◆ Exercise set:
a) Return the passage of the NaNoWriMo blog post starting at "As I worked" and ending at "for the evening.", copied word for word.
b) In the NaNoWriMo blog post, what did the writer add to the novel on the night it felt boring?
c) Extend the NaNoWriMo blog post, picking up after its final sentence.

◆ Document extract:

____________________

Tuesday, December 1, 2009

What I Learned About Life From NaNoWriMo

I'm back!

Yep, I've been gone for over a month. I'm sure you're all wondering why. Well, I was participating in National Novel Writing Month (NaNoWriMo) and I had to write a 50,000 word novel in 30 days. Although I did write the 50,000 words, I didn't actually finish the novel, so don't start asking when you'll find it in paperback at your local bookstore.

As I worked on my novel, I actually discovered a lot about myself and even a few things about life. And as this the place where I muse, here are my musings about life from NaNoWriMo.

1. When you start to get bored, throw in a love scene. One night I was struggling to get my 1667 words to keep me on track. I was bored. I wasn't enjoying what I was writing. I didn't feel like anything interesting was happening. I was about ready to tear it up (or backspace it all). Instead, however, I decided to throw in a kissing scene. Now, it was a very tasteful kissing scene, don't worry. But it boosted my word count and pushed me over my 1667 words for the evening.

____________________

◆ Provided material:
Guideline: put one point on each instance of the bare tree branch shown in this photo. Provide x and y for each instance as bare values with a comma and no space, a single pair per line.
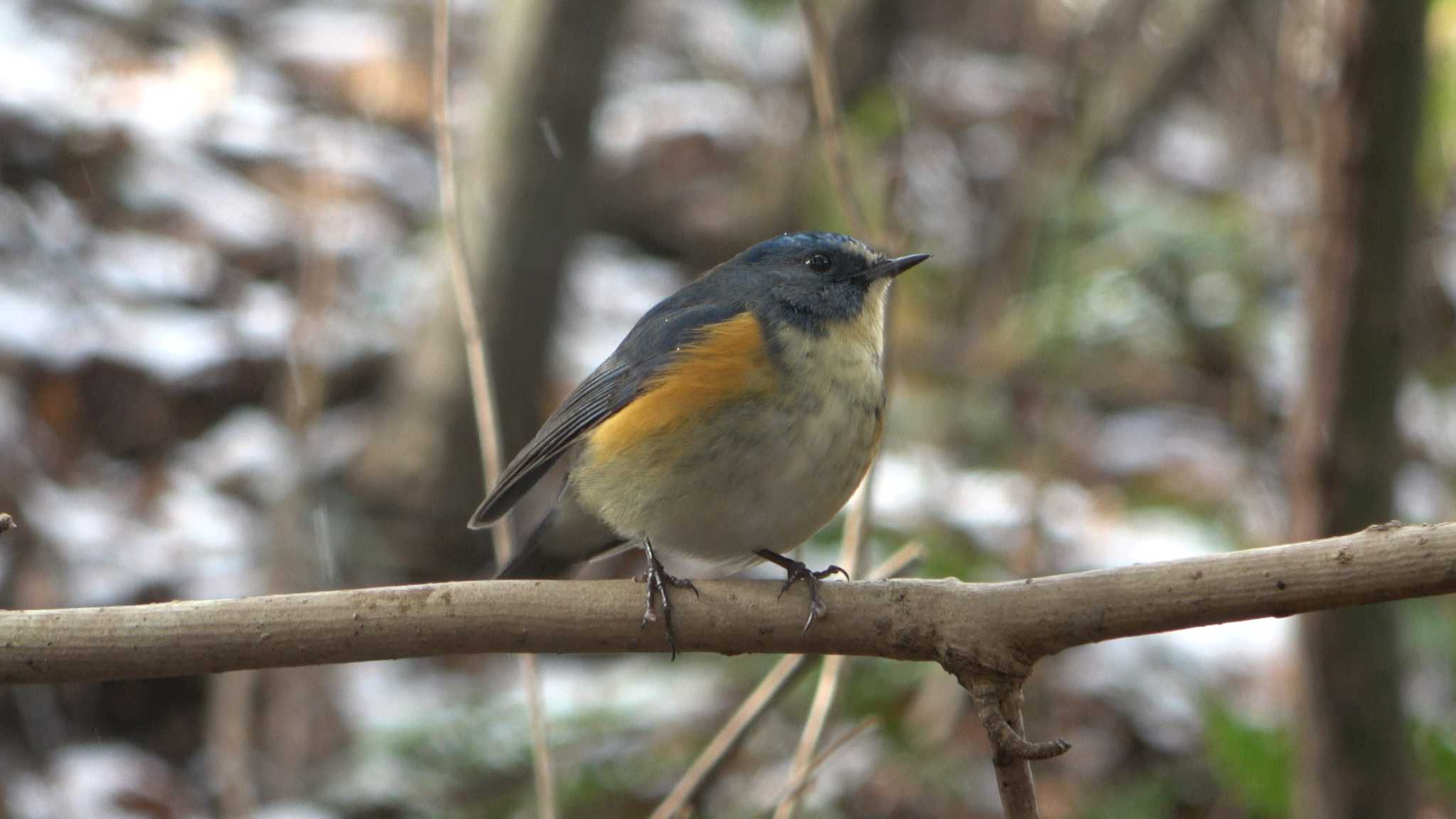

____________________

◆ Answers to each task:
a)
As I worked on my novel, I actually discovered a lot about myself and even a few things about life. And as this the place where I muse, here are my musings about life from NaNoWriMo.

1. When you start to get bored, throw in a love scene. One night I was struggling to get my 1667 words to keep me on track. I was bored. I wasn't enjoying what I was writing. I didn't feel like anything interesting was happening. I was about ready to tear it up (or backspace it all). Instead, however, I decided to throw in a kissing scene. Now, it was a very tasteful kissing scene, don't worry. But it boosted my word count and pushed me over my 1667 words for the evening.

b) A kissing scene.

c)
What does this have to do with real life, you ask? You may not have a significant other in your life, or your significant other might be in a land far, far away, so a kissing scene may not be in store for you. But I'm sure you love to do something, right? That's the kind of love scene I'm talking about. Spend some time doing something you really love. If that's crafting, do that. If it's writing, do that. If it's cleaning, um, do that then. Just spend some quality time with that activity. I think it'll boost endorphins almost as much as kissing does.

2. The rule of 400, 900, 1667. I discovered this strange little rule early on in the writing of my 50,000 words. The first 400 words would be fairly easy to write. The next 500 were pure torture! I couldn't think of anything to write. Every time I'd check my word count, it would only be about 20 more than the time I checked it before. Then, somehow, after I'd hit about 900, the next 700+ words were easy sailing.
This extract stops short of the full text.